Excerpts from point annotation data
────

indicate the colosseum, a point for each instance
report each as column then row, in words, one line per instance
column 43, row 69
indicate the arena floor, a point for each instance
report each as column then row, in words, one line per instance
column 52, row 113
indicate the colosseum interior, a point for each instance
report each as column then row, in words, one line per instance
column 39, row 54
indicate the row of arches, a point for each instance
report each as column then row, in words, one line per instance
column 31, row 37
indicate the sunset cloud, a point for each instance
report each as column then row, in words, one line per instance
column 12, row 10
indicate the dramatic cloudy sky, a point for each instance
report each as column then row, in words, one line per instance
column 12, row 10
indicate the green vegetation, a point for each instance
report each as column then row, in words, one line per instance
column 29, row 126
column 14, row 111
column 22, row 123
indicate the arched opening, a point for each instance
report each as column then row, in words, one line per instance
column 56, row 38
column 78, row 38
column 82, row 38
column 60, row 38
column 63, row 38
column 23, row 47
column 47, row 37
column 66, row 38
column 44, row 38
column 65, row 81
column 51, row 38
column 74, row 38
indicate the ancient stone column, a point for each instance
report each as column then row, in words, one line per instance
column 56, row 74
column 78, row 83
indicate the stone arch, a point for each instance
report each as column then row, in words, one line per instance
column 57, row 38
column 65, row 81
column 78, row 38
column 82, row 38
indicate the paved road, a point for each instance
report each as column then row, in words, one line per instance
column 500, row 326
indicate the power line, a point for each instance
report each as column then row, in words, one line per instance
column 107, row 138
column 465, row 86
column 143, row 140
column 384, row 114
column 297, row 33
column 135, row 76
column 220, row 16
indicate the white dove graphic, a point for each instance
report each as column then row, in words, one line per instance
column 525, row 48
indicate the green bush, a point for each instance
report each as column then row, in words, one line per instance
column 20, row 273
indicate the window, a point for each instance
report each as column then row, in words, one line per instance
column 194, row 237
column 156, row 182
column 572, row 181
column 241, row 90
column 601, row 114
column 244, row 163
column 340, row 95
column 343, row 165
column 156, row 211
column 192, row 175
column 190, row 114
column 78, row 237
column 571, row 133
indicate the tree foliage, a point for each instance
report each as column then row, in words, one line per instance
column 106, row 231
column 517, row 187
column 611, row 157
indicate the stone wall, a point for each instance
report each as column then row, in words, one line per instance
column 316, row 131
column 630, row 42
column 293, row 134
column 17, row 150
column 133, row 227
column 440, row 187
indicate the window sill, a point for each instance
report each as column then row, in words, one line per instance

────

Copy out everything in the listing above, from its first line down to the line containing "column 22, row 123", with both ends included.

indicate the colosseum, a point for each instance
report each as column then row, in words, one line per instance
column 43, row 69
indicate the arena floor, a point for each instance
report each as column then row, in words, one line per instance
column 52, row 113
indicate the colosseum interior, a point for each instance
report each as column then row, in words, one line per instance
column 39, row 54
indicate the row of arches, a point for each instance
report each as column then row, in words, one line per instance
column 31, row 37
indicate the sunset cloud, a point for each instance
report each as column then row, in words, one line per instance
column 12, row 10
indicate the dramatic cloudy sky, a point for each instance
report each as column then row, in words, one line per instance
column 12, row 10
indicate the green vegetation, a point for each instance
report each as column then row, in words, one line per instance
column 29, row 126
column 14, row 111
column 22, row 123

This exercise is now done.